_Stated task_
Starting at the beginning of the records and ending after the line that contains "pixel 556 157", format those lines as a numbered list. Leave out any blank lines.

_Input for this task_
───

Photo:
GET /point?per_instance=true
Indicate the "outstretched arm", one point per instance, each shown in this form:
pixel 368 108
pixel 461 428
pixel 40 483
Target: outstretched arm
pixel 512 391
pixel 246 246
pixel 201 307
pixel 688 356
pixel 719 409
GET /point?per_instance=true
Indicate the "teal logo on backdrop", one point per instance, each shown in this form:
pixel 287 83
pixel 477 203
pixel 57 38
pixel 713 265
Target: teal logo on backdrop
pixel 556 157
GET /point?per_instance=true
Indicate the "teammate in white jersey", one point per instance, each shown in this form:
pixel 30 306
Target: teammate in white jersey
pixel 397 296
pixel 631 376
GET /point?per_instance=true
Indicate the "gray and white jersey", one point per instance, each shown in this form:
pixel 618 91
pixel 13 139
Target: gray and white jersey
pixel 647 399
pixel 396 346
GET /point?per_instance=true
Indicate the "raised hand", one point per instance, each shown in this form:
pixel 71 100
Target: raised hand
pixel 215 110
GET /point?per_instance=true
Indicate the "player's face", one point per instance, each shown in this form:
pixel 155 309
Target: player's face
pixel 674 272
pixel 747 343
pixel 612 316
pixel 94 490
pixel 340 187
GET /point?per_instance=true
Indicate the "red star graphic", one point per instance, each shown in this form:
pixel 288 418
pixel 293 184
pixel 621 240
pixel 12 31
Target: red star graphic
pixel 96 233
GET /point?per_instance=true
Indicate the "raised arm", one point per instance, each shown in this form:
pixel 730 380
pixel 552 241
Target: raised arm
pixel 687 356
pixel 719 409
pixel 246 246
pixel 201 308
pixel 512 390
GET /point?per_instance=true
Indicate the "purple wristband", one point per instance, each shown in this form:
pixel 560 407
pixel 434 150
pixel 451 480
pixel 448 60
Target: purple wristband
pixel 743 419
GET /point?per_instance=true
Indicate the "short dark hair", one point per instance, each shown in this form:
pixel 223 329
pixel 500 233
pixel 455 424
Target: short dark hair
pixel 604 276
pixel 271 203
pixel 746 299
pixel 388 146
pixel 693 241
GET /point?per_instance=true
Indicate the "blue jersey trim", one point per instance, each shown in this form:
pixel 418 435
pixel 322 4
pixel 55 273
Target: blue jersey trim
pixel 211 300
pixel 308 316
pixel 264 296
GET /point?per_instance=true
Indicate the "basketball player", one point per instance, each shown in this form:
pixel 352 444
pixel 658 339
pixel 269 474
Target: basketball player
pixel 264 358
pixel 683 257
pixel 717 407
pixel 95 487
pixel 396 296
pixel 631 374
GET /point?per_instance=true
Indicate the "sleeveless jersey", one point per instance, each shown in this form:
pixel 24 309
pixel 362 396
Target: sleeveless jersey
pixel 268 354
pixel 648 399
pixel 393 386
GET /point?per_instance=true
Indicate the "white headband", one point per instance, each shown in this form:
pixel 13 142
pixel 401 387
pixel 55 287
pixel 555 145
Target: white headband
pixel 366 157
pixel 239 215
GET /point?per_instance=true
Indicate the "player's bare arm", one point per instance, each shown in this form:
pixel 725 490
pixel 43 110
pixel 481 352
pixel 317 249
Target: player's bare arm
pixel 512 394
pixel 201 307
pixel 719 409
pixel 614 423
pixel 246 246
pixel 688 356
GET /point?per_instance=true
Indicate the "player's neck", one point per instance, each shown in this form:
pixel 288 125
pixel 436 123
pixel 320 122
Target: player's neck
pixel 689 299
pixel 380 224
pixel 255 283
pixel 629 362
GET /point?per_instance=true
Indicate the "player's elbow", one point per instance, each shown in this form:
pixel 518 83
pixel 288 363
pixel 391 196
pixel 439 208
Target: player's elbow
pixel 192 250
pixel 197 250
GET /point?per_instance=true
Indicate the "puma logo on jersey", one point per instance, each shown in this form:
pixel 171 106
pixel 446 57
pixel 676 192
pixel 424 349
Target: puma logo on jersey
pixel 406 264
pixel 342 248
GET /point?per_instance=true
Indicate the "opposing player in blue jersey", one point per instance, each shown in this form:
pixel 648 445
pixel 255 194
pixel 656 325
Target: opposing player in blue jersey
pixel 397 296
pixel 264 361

───

_Solution to this problem_
1. Photo:
2. GET /point?per_instance=true
3. Indicate the "outstretched arm", one point per instance, each shown in this form:
4. pixel 368 108
5. pixel 461 428
6. pixel 40 483
7. Target: outstretched arm
8. pixel 512 391
9. pixel 246 246
10. pixel 201 307
11. pixel 688 356
12. pixel 719 409
13. GET /point?per_instance=true
14. Indicate the "teal logo on backdrop", one point per instance, each shown in this form:
15. pixel 287 83
16. pixel 477 203
17. pixel 57 38
18. pixel 713 265
19. Target: teal logo on backdrop
20. pixel 556 157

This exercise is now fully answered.